WRITTEN REQUEST: Rewrite the listing below with every "wooden" swapped for "timber" and everything else unchanged. Leave the pictures out.

EXCERPTED DATA:

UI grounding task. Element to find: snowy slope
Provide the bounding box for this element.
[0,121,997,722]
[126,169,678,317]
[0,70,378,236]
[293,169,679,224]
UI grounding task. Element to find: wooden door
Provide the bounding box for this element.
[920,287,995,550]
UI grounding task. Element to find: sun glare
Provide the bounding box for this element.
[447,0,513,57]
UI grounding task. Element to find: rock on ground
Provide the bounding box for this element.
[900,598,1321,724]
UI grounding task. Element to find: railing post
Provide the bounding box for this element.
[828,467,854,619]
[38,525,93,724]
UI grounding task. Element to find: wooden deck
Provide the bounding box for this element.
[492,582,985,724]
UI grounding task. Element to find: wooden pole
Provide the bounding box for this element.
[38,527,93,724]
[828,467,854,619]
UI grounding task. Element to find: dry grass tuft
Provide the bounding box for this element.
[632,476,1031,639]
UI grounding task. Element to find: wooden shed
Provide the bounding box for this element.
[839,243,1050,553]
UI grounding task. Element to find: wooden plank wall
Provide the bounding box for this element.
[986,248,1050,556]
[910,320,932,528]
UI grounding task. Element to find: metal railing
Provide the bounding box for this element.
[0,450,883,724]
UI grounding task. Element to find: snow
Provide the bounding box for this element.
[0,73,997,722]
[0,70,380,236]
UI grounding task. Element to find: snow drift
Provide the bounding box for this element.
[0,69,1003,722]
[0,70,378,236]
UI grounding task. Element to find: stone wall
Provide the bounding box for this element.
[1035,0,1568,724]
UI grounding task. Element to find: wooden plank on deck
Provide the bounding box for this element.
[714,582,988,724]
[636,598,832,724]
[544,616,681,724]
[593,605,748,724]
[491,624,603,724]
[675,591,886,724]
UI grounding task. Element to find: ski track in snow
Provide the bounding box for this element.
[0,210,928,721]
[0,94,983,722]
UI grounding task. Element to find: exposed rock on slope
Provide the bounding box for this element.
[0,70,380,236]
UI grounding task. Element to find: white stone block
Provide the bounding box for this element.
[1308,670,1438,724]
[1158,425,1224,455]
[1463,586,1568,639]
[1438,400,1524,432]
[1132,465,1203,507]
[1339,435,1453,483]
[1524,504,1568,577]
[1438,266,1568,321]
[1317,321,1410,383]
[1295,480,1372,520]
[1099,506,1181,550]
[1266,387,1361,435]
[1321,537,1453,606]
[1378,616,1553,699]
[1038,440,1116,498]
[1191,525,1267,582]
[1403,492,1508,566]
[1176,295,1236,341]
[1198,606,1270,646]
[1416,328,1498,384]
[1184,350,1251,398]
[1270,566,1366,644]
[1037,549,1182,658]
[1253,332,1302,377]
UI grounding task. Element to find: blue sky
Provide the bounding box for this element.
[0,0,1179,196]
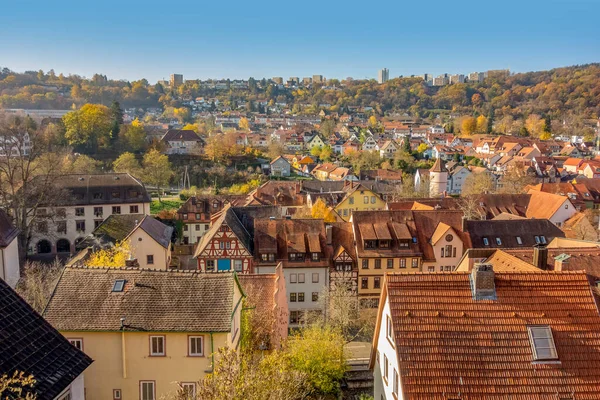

RESPONSE FOR THIS EXERCISE:
UI grounding task. Element to find: snowy slope
Provide the bounding box for this element.
[0,121,997,722]
[126,169,678,317]
[0,70,378,236]
[293,169,679,224]
UI grounding task. Element to find: timber door
Provide the bounding box for this element.
[920,287,995,550]
UI grounding task. Element to find: sun glare
Provide the bounding box for this element.
[447,0,513,57]
UI grounding task. Element to find: rock on ground
Provide the bounding box for this element.
[900,598,1321,724]
UI grounding task. Element to find: railing post
Provide the bounding box for this element.
[828,467,854,619]
[38,525,93,724]
UI grounding task. Element to find: timber deck
Provide the bounding box for this element.
[492,582,985,724]
UI grounding task. Element to find: timber pole
Provide the bounding box for this element.
[38,527,93,724]
[828,467,854,619]
UI grounding task. Element to find: dry grass tuft
Provide the bounding box for this element.
[632,476,1031,639]
UI grounding task. Element to find: timber shed
Provide the bounding box for this element.
[839,243,1050,553]
UI grounding task. Element to find: timber plank wall
Provide the bounding box for this element.
[986,248,1050,556]
[910,320,932,528]
UI grounding task. Element to find: metal railing
Provide the bounding box for this element.
[0,450,883,724]
UI grounding task. Element to find: snow
Provide the bounding box for this element.
[0,73,997,722]
[0,70,380,236]
UI grounding task. Element to find: snow drift
Provide the bounding box for this element.
[0,69,1003,722]
[0,70,378,236]
UI grounding task. Element to find: stone wall
Provide the bounding box for this element.
[1035,0,1568,724]
UI grounding task. Element to find: timber plank on deck
Provide the bounding box for this element.
[714,582,988,724]
[636,598,832,724]
[544,616,681,724]
[593,605,748,724]
[491,624,603,724]
[675,591,886,724]
UI grounding task. Element to find: ski track in snow
Provide the bounding box for this element.
[0,210,928,721]
[0,94,983,722]
UI grounding task. Element to find: exposed rock on slope
Provide the bounding box for this element.
[0,70,380,236]
UI grounding task. Element to find: white stone block
Provide the bounding box for this element.
[1308,670,1438,724]
[1158,425,1224,455]
[1463,586,1568,639]
[1438,400,1524,432]
[1132,465,1203,507]
[1339,435,1453,483]
[1524,504,1568,577]
[1438,266,1568,321]
[1317,321,1410,383]
[1295,480,1372,520]
[1099,506,1181,550]
[1266,387,1361,435]
[1321,537,1453,606]
[1378,616,1553,699]
[1038,440,1116,498]
[1191,525,1267,582]
[1403,492,1508,566]
[1176,295,1236,341]
[1198,606,1270,646]
[1416,328,1498,384]
[1184,350,1251,398]
[1270,566,1366,644]
[1037,549,1182,658]
[1253,332,1302,377]
UI grounding task. Element to find: blue sky
Provide the bounding box for this element.
[0,0,1179,196]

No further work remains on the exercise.